Round #10 - The conversations we get to have


Celebrating Wallsy

Wallsy's journey reminds us that the game's greatest gift is the people whose paths we cross, and I am grateful, as are so many others, for the conversations we got to have.

Sport naturally creates hero and villain narratives, almost without trying, and no doubt, this is part of its appeal.

My childhood was rich with Richmond heroes, the club I fell in love with before I fell in love with anything else.

But Batman needs the Joker for the story to work.

The villain? You know the type. Love them if they're yours, but rile you when they wear the colours of any other team. As you read this, a player will be coming to mind.

For me, the love-struck Tiger, it was Carlton’s Robert Walls who wore the black hat to perfection.

The Carlton and Richmond rivalry defined that era, and he, the gifted but combative Centre Half Forward, whose very presence on the football field was enough to draw irrational responses from this ten-year-old kid.

All the great teams have at least one player like this, continually inventing new ways to get under the skin of the opposition players and their supporters. Walls epitomised this phenomenon and thrived in his role as Richmond’s nemesis and chief antagonist.

It must be said, that Richmond had a few who fit this mould, none more than Kevin Sheedy, ‘the back pocket plumber’, whose response to Wallsy seemed similar to mine, and in my child mind, somehow justified my irrationality.

This Sheedy-Walls rivalry transcended the boundary line for decades after, and continued when they faced off as soon-to-be Premiership coaches.

All this came to mind when I learned of Wallsy’s passing last week.

--

Let me start by saying that Wallsy was a much bigger part of my life than I was in his.

As a former school teacher and then coach of four AFL Clubs, including a Premiership at Carlton, I am one of many who think of their relationship with Wallsy this way.

This is what teachers and coaches do.

The really good ones, of which Wallsy most certainly was, see possibilities in you that you have yet to see in yourself.

--

When I was drawing Wallsy for this week's edition of 'Moment of the Match', my mind went back to a storied game from many years ago.

It was the 1972 Grand Final, and it was like opening up a repressed memory. I recall that day clearly - an eight-year-old Tiger cub rendered inconsolable as Wallsy, all gangly limbs and fierce intent, tore us apart with six goals on the biggest stage, contributing to the Blues kicking a record Grand Final score, which stands to this day.

The 1972 Football Record from that day sits in the background of my drawing, a nod to the 112,393 who witnessed his virtuoso performance. If Norm Smith Medals were to be presented in retrospect, something I would warmly endorse, there is a big chance ‘R. Walls’ would be engraved on the 1972 medal.

= Available data =
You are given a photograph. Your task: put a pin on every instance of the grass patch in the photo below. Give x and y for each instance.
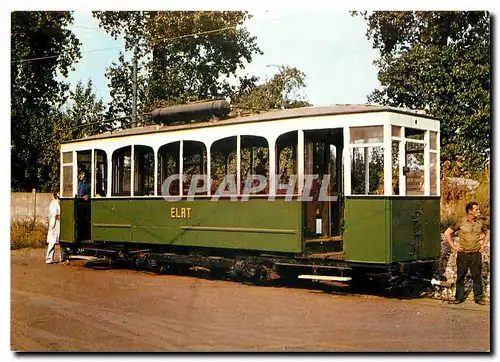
(26, 234)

= Required task =
In the tribute to Robert Walls, how many goals did he kick in the 1972 Grand Final?

= Output below =
Six goals.